Document extract

'''

Fix Cosh approximation for F16.

We should upcast F16 to F32 to prevent precision loss. E.g. cosh(-9) would evaluate to 4042 previously instead of 4052. This allows to enable the MLIR generated kernel for F16 type. Also move template instantiation for Sinh to inside the #ifdef block. This was missed in a previous commit. PiperOrigin-RevId: 378635042
2021-06-10 06:16:00 -07:00 · 2021-06-10 06:16:00 -07:00 · 6088eb697c
parent 837a1de7c5
commit 6088eb697c
3 changed files with 76 additions and 31 deletions
--- a/lib/Dialect/mhlo/transforms/chlo_legalize_to_hlo.cc
+++ b/lib/Dialect/mhlo/transforms/chlo_legalize_to_hlo.cc
@ -648,6 +648,51 @@ Value MaterializeLgamma(ConversionPatternRewriter &rewriter, Location loc,
      lgamma);
 }

+// Express `cosh` as
+//   cosh(x) = (e^x + e^-x) / 2
+//           = e^(x + log(1/2)) + e^(-x + log(1/2))
+//
+// The second formulation avoids overflowing when e^x = inf but (e^x)/2 is not.
+//
+// This incorrectly overflows to inf for two f32 input values, namely
+// +/-89.4159851, due to rounding error when computing x +/- log(1/2).  The
+// correct answer of 3.40281961e+38 (0x7f7fffec) is very close to max-float, so
+// we deem this acceptable.

'''

Set of tasks
1. In the cosh commit, what value did cosh(-9) evaluate to for F16 before this change?
2. From the cosh commit, write out the part that opens with the words containing "We should upcast" and closes with "e^(-x + log(1/2))".
The lines after this commit are not needed for anything here.

Data shown
'''

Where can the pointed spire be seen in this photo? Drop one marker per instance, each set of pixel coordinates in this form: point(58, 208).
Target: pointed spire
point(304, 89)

'''

Answers to the problems
1. 4042, instead of 4052.

2.
We should upcast F16 to F32 to prevent precision loss. E.g. cosh(-9) would evaluate to 4042 previously instead of 4052. This allows to enable the MLIR generated kernel for F16 type. Also move template instantiation for Sinh to inside the #ifdef block. This was missed in a previous commit. PiperOrigin-RevId: 378635042
2021-06-10 06:16:00 -07:00 · 2021-06-10 06:16:00 -07:00 · 6088eb697c
parent 837a1de7c5
commit 6088eb697c
3 changed files with 76 additions and 31 deletions
--- a/lib/Dialect/mhlo/transforms/chlo_legalize_to_hlo.cc
+++ b/lib/Dialect/mhlo/transforms/chlo_legalize_to_hlo.cc
@ -648,6 +648,51 @@ Value MaterializeLgamma(ConversionPatternRewriter &rewriter, Location loc,
      lgamma);
 }

+// Express `cosh` as
+//   cosh(x) = (e^x + e^-x) / 2
+//           = e^(x + log(1/2)) + e^(-x + log(1/2))